> [ИСХОДНЫЙ ОТРЫВОК]:
======

Те три года, что я провел с Мамо – без переездов и чужих людей вокруг, – меня спасли. Я сам не заметил, как изменилась моя жизнь. Оценки понемногу стали лучше. Еще у меня – хоть тогда я этого не знал – появились верные друзья на всю жизнь.
Мы с Мамо начали обсуждать проблемы нашего общества. Мамо заставила меня устроиться на работу: мол, это пойдет мне на пользу и позволит понять цену деньгам. Сперва уговаривала, потом перешла к угрозам, и я устроился кассиром в местный супермаркет «Диллман».

======

> [ЧТО НУЖНО СДЕЛАТЬ]:
(a) Кем и где, согласно исходному отрывку, устроился работать рассказчик по настоянию Мамо?
(b) Допишите следующую часть отрывка о трех годах жизни с Мамо.

======

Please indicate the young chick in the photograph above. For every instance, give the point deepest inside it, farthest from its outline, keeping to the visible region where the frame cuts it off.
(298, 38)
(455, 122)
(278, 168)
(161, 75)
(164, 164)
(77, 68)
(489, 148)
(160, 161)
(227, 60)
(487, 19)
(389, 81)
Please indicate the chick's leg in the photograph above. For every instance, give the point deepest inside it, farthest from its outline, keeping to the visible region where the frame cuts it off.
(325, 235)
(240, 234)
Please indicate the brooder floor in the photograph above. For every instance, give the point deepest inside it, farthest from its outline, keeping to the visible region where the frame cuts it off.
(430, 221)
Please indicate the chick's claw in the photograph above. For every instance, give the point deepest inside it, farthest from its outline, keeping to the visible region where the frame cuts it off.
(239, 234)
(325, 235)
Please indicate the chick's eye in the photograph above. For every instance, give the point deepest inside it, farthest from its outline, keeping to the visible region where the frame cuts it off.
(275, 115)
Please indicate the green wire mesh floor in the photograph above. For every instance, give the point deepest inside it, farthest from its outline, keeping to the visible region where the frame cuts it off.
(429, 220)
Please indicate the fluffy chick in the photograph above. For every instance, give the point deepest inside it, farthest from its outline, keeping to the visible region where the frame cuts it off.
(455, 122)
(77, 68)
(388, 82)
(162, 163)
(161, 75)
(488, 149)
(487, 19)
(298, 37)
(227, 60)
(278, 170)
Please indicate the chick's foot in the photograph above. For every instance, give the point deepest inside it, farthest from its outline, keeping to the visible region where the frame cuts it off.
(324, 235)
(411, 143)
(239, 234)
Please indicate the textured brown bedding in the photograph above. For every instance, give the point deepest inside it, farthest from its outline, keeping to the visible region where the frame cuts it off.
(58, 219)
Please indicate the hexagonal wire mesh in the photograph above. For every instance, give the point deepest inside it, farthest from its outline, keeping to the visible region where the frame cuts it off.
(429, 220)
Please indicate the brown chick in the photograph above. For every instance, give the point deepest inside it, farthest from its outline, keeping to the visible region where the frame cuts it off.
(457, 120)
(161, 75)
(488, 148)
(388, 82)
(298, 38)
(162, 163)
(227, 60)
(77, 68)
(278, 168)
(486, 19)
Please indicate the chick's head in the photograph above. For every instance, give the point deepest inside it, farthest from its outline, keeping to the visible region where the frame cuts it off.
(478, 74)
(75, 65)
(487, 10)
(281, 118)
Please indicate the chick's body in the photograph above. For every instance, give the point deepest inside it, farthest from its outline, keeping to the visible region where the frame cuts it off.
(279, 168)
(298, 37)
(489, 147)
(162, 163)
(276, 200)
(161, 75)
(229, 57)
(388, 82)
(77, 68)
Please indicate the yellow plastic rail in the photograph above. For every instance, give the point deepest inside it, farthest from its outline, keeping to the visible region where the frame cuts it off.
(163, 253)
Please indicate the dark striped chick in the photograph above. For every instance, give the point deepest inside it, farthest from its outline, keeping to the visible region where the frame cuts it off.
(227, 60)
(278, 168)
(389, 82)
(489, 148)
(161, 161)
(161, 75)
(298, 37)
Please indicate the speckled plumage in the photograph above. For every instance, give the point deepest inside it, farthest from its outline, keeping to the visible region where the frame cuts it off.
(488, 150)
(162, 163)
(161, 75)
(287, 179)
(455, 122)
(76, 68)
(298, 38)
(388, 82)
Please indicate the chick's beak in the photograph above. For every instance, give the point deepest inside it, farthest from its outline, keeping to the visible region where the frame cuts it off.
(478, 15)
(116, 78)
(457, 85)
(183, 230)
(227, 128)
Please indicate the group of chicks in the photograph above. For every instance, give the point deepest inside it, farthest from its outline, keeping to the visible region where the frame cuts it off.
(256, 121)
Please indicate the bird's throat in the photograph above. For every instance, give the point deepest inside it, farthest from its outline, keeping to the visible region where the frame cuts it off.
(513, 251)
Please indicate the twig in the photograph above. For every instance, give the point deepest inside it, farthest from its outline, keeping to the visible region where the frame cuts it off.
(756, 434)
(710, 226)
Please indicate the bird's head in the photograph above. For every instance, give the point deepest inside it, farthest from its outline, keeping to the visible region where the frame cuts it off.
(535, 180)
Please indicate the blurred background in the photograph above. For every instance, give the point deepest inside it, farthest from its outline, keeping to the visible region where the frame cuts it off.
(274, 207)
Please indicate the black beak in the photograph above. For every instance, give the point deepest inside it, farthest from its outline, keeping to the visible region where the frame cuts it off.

======

> [ОТВЕТЫ ПО ЗАДАНИЯМ]:
(a) Кассиром в местном супермаркете «Диллман».

(b)
Работа за кассой невольно превратила меня в социолога-любителя. Многие покупатели вели себя довольно странно. Наша соседка, например, всегда орала на меня из-за малейшего пустяка: что я не улыбнулся ей или что складывал продукты вперемешку в один пакет. Одни покупатели суетливо бегали по всему магазину, бестолково разыскивая нужный им товар. Другие ходили неспешно, по очереди вычеркивая строчки из списка покупок. Кто-то покупал только полуфабрикаты и консервы, кто-то выкладывал в тележку исключительно свежие продукты. Чем более усталым выглядел человек, тем больше он брал консервов – значит, скорее всего, он был бедняком. Еще я догадывался о доходах покупателей по одежде и по скидочным купонам, которые они предъявляли на кассе. Через несколько месяцев я как-то спросил у Мамо, почему детскую смесь покупают только бедняки. «Разве богатые люди не рожают детей?» Мамо не смогла мне ответить, а сам я догадался лишь несколько лет спустя: дело в том, что матери из обеспеченных обычно кормят детей грудью.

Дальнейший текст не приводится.